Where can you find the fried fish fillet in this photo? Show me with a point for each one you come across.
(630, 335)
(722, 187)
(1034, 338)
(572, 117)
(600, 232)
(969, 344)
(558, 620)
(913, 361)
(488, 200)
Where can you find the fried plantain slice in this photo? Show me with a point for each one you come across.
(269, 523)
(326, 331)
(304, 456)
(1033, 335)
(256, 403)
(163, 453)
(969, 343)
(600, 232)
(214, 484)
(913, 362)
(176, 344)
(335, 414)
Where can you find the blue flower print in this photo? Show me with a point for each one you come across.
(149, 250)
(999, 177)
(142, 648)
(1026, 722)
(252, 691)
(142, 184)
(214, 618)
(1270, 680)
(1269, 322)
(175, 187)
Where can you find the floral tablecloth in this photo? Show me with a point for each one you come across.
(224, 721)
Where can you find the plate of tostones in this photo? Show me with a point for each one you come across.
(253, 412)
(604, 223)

_ _ _ _ _

[Job] Reproduce every line of the data above word for word, preserving the original order.

[Task solution]
Where can you find the fried fish fillet in this photo? Show me with a point for each one you come across.
(630, 335)
(722, 187)
(1034, 338)
(572, 117)
(600, 232)
(969, 344)
(558, 620)
(913, 361)
(488, 200)
Where can you find the fried plantain slice in this photo? Show me with a point for each one you come across.
(269, 523)
(326, 331)
(304, 456)
(1033, 335)
(256, 403)
(163, 453)
(969, 343)
(600, 232)
(214, 484)
(913, 362)
(176, 344)
(335, 414)
Where can you find the blue flower print in this photo? Show me with a point for each one you come across.
(149, 250)
(999, 177)
(142, 648)
(1026, 722)
(252, 691)
(142, 184)
(214, 618)
(1270, 680)
(1269, 322)
(175, 187)
Where can you find the floral tablecloth in this photo? Show me with a point for each one you come across.
(224, 721)
Where can you find the plate of tostones in this photo? Show me with a point for each one you come across.
(253, 412)
(604, 223)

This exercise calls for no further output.